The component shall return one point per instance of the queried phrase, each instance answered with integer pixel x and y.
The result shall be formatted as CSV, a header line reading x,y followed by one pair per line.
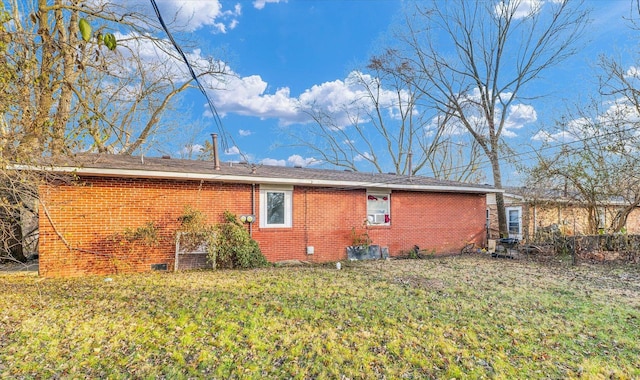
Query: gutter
x,y
130,173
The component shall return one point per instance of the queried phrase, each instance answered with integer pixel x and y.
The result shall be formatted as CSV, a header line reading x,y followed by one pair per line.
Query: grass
x,y
457,317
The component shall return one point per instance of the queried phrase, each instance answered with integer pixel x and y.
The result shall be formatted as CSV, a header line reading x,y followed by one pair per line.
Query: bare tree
x,y
599,146
474,59
63,88
385,122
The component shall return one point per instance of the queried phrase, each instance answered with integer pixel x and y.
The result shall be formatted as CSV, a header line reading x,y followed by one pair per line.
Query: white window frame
x,y
383,217
508,211
288,206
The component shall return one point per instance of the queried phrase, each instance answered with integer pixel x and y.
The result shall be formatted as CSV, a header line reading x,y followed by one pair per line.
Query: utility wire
x,y
212,107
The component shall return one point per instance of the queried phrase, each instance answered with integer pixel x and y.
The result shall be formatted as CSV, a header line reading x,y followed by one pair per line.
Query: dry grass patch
x,y
455,317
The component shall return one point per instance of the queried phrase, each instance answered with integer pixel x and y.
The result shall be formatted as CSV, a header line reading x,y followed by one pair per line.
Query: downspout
x,y
253,207
535,220
216,157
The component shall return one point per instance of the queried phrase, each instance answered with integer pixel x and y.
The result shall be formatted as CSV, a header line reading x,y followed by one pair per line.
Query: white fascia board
x,y
131,173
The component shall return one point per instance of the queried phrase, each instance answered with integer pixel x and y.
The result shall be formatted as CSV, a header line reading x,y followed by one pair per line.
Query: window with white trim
x,y
378,208
514,221
275,207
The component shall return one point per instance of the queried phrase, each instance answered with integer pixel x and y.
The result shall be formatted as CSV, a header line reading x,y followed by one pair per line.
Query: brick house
x,y
300,213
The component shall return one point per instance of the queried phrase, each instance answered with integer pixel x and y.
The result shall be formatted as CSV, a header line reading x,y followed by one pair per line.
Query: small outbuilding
x,y
293,213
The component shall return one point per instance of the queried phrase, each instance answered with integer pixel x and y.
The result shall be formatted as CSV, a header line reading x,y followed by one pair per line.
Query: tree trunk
x,y
11,233
497,183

---*---

▸ **Work to do**:
Transcribe the full listing above exactly, with the images removed.

▸ **Answer to the problem**:
The component shall return one point per instance of the queried phrase, each instance answered with integer pixel x and y.
The result shall be formatted as CSV, a header line reading x,y followed by one pair per line.
Query: gutter
x,y
130,173
The component shall return one point per instance of the queried phrase, each instance answered with integer pixel x and y.
The result shall be formatted as CSV, a header line reading x,y followed by one pair per line.
Query: grass
x,y
457,317
The component shall return one point per instance of the queried phrase, each instance answered with integer pixel x and y.
The result shall be formatted as CSV, a header line reading x,y followed by one pair per line.
Query: bare tree
x,y
599,146
474,59
63,88
385,122
The component shall return one point per instance of the queried phrase, each instance answered with integer pixel x and y.
The result shall be formatted as CSV, a header line reading x,y followed by one pair per line.
Query: white window frame
x,y
383,217
508,211
288,206
The component shall return one point per instance of the queried phrase, each instance answered with integer pixel x and y.
The result shall be formatted as CSV, a header line reading x,y followed by one pair per line.
Query: utility wire
x,y
212,107
The component shall return one point per instance of the queried phrase, each instance answered with integer pixel x and y.
The result shall be formatted as CSV, a header line reading x,y followed by one pair per line.
Query: dry grass patch
x,y
455,317
The component shall return one point per instance of the queried phrase, each instance answered with integer pixel x and y.
The result shall be formatted as CSV, a header line reading x,y followed by one pair per line.
Query: downspout
x,y
253,207
535,220
216,157
The component shall return one point per instance of the queried phrase, each instance answered with integer pixel x and y.
The result shall be formatted as CSV, a header line reading x,y followed by one pair per line.
Query: white fascia board
x,y
131,173
The component shall return one point per instance of the queried phrase, each instance answered with integer pixel x and y.
The result shall be formatted as CSV, a header line reading x,y followed by one pair per line.
Query: window with white trim
x,y
378,208
514,221
275,207
The component shall return one point per instance of the queried phrase, each instance answered with integer pixel x and y.
The result shall be formatted as CSV, a header line reading x,y followed by one pair per line.
Query: brick house
x,y
300,213
The component shall return one point per instance of the queried phrase, each instance answered with integer pixel x and y.
The result shall be formatted as CSV, a header line reading x,y followed by one pair per line.
Query: small outbuilding
x,y
293,213
The component shall return one point per instance of the queried phrase, each instance answered with integer pixel x and y.
The result shall be formatted as CSV, a header line reading x,y followed by one pair per line.
Query: tree trunk
x,y
11,233
497,183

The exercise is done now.